In the data below, find the line containing "For the benchmark, spot each instance of the blue background"; reproduce that line and all subsequent lines exactly, and nothing else.

--- begin LISTED RECORDS ---

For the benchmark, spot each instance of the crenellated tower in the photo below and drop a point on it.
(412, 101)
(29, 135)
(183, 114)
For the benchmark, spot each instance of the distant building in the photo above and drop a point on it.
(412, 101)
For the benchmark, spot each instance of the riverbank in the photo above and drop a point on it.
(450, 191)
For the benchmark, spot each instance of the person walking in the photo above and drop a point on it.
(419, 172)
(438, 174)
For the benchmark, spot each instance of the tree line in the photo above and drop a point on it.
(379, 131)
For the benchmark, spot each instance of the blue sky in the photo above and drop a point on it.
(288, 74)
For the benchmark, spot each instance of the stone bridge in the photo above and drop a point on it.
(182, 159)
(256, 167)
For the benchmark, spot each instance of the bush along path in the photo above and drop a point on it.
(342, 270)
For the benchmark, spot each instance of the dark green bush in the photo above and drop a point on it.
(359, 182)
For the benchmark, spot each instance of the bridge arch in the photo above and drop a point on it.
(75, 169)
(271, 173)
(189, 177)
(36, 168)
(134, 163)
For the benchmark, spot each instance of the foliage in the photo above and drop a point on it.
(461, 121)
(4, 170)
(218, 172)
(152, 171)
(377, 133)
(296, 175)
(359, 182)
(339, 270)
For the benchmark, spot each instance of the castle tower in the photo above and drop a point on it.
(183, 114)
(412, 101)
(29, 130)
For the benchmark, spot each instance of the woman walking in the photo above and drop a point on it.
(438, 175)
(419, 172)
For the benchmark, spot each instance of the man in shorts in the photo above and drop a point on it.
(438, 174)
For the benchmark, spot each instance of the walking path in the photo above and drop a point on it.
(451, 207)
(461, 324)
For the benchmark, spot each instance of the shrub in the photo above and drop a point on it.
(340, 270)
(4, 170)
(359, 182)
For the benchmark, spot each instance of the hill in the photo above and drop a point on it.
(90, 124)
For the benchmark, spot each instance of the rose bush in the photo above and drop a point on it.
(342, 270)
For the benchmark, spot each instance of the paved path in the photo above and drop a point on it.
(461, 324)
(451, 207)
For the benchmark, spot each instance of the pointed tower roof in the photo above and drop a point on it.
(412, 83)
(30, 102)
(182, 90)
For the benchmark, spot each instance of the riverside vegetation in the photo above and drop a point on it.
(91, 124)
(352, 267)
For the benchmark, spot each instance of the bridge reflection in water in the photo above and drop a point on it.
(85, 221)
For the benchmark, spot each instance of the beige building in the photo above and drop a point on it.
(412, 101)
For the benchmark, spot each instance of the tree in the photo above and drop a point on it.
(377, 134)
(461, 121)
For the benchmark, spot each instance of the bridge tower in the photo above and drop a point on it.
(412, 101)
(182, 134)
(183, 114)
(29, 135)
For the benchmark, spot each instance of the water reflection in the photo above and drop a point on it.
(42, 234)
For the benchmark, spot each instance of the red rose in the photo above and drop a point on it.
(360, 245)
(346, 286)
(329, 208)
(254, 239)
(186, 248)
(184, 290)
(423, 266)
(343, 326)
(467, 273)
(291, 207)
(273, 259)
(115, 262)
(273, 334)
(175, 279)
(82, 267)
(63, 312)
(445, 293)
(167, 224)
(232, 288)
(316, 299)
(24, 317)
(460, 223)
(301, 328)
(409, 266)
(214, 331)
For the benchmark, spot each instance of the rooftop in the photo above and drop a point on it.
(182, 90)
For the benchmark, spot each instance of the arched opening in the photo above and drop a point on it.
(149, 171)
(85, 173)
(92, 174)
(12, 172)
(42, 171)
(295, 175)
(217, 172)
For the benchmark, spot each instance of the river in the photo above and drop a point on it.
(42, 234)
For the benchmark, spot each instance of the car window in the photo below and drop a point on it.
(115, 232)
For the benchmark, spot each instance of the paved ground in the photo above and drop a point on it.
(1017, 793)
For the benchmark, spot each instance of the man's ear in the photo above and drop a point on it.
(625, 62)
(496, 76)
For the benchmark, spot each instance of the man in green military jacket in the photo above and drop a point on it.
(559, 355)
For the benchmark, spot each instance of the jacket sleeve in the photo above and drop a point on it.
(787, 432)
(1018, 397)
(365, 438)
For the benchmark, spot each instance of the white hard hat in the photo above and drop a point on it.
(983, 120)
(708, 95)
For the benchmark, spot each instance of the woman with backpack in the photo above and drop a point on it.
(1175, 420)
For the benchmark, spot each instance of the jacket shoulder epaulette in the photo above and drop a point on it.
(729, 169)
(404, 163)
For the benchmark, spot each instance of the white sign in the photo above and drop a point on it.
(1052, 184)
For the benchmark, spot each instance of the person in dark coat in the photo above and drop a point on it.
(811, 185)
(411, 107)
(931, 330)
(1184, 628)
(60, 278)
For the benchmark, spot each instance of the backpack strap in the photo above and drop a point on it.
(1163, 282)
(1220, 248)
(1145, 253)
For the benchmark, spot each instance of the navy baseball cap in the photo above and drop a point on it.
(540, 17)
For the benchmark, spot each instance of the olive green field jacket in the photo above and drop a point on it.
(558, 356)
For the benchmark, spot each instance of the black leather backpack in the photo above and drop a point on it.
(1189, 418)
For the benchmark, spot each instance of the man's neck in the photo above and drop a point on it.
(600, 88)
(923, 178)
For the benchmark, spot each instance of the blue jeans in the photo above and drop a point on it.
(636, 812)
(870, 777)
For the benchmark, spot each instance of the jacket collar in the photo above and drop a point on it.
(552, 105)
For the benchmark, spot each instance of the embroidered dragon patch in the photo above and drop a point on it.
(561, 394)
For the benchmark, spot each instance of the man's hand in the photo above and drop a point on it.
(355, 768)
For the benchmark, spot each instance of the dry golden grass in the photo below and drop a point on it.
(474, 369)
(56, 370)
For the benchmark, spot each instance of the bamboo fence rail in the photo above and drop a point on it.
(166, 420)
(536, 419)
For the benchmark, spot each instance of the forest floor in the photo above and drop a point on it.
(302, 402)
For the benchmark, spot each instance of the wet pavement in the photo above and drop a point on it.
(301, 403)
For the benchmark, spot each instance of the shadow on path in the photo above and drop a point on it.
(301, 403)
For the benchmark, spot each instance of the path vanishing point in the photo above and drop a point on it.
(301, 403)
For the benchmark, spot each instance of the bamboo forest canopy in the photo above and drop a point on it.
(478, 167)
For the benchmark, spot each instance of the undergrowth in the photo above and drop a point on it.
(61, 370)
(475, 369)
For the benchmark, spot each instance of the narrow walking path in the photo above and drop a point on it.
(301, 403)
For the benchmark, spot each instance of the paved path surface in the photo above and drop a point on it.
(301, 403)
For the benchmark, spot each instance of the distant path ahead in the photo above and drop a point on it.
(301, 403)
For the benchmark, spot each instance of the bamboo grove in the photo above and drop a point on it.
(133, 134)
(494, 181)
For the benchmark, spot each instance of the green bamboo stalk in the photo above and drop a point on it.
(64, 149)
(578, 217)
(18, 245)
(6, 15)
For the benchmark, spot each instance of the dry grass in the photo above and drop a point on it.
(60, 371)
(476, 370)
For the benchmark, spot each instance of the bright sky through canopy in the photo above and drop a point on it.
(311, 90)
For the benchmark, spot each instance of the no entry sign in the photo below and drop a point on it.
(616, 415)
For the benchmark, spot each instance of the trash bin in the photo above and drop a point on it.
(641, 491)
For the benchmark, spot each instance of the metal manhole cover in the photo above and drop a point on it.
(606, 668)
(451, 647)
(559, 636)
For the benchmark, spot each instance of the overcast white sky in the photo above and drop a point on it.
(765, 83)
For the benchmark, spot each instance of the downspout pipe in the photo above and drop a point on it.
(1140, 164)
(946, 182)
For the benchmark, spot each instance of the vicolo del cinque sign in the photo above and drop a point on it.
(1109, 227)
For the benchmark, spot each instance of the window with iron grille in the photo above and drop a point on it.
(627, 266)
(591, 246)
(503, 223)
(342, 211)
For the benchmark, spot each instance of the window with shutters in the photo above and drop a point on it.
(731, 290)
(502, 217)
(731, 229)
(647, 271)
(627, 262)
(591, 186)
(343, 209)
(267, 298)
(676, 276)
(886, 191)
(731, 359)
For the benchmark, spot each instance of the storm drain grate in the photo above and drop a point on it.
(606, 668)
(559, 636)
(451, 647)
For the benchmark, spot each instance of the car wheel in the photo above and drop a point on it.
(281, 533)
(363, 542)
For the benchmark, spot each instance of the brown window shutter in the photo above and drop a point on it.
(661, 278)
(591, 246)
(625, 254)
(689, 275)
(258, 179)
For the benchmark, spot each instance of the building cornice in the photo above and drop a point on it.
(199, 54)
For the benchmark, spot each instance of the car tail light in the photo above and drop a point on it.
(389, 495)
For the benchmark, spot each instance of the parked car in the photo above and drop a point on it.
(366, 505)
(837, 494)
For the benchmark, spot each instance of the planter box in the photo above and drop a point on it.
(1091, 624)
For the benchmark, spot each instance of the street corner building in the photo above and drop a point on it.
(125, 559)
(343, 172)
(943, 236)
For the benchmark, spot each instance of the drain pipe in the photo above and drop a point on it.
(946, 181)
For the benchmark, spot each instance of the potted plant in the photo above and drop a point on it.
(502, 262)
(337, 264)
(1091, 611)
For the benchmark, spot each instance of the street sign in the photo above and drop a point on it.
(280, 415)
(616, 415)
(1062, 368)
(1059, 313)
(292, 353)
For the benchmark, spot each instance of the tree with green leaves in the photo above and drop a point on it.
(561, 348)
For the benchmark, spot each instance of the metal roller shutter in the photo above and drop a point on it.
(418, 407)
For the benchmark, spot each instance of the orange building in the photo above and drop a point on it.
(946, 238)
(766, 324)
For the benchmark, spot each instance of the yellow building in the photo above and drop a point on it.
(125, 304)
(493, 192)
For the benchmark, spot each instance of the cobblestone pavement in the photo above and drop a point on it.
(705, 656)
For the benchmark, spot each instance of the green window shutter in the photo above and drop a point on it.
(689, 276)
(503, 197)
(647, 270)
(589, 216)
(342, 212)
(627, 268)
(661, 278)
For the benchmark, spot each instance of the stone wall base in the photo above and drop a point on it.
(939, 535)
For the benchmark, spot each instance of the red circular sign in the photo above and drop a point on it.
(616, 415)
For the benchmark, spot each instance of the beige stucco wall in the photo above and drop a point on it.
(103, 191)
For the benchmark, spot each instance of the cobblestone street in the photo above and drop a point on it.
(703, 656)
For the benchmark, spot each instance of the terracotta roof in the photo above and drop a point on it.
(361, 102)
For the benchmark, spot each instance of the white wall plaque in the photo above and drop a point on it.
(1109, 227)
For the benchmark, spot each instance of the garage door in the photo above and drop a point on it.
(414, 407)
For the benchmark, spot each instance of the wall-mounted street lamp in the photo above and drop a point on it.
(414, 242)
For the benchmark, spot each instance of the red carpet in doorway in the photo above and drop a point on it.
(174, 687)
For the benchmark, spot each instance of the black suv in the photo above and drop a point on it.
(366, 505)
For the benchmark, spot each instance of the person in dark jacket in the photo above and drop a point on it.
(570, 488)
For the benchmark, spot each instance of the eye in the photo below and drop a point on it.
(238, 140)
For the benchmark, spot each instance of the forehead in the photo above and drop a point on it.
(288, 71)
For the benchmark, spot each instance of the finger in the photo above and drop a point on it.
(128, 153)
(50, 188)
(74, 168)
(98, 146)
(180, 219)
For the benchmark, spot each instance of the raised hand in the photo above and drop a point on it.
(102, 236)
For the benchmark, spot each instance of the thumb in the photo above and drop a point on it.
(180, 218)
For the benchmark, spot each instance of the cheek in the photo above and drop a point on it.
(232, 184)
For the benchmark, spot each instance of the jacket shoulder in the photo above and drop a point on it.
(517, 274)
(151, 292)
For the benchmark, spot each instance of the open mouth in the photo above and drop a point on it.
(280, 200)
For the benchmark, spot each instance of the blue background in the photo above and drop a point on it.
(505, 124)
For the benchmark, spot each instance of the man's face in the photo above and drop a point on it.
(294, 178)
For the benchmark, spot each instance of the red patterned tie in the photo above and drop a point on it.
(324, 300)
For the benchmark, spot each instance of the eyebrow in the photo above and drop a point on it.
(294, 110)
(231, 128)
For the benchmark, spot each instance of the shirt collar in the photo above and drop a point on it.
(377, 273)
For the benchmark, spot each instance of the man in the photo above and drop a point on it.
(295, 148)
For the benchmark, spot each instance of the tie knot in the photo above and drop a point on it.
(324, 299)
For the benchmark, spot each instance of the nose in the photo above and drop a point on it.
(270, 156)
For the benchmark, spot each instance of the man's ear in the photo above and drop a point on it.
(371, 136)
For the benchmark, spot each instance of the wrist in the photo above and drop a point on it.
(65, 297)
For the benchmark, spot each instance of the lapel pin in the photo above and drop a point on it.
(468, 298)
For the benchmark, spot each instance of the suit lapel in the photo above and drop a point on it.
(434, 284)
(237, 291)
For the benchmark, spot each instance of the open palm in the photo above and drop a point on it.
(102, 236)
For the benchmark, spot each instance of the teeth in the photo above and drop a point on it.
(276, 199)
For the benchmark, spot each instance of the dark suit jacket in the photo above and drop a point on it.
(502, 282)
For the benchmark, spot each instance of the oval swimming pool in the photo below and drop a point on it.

--- end LISTED RECORDS ---

| FINISHED EXERCISE |
For the benchmark, spot each instance of the blue background in the photo above and drop a point on it.
(505, 124)
For the benchmark, spot each instance of the man's face in the photo above and drop a point on it.
(294, 178)
For the benchmark, spot each instance of the red patterned tie in the photo above and drop a point on it.
(324, 300)
For the benchmark, spot each instance of the eyebrow in the photo above and drop a point on it.
(294, 110)
(231, 128)
For the benchmark, spot each instance of the shirt collar in the photo above and drop a point on it.
(377, 273)
For the benchmark, spot each instance of the man in the photo above and drop a point on it.
(295, 148)
For the benchmark, spot each instance of the tie knot in the photo above and drop a point on it.
(324, 299)
For the benchmark, spot each instance of the nose in the photo above and drop a point on it.
(270, 156)
For the benchmark, spot each instance of the man's ear in the photo above and drop a point on it.
(371, 136)
For the benchmark, spot each instance of the wrist in the photo above and drop a point on it.
(65, 297)
For the benchmark, spot each instance of the lapel pin in the photo above and drop a point on it.
(468, 298)
For the benchmark, spot each instance of the suit lapel in the photo above and drop a point on it.
(434, 284)
(237, 291)
For the benchmark, spot each instance of the open palm in the photo above and drop a point on it.
(102, 236)
For the benchmark, spot each instance of the teeth in the photo above and drop a point on it.
(276, 199)
For the benchmark, spot each instance of the dark suit jacket in the photo above and drop a point on it.
(502, 282)
For the benchmark, spot each instance of the oval swimming pool in the photo below and drop a point on it.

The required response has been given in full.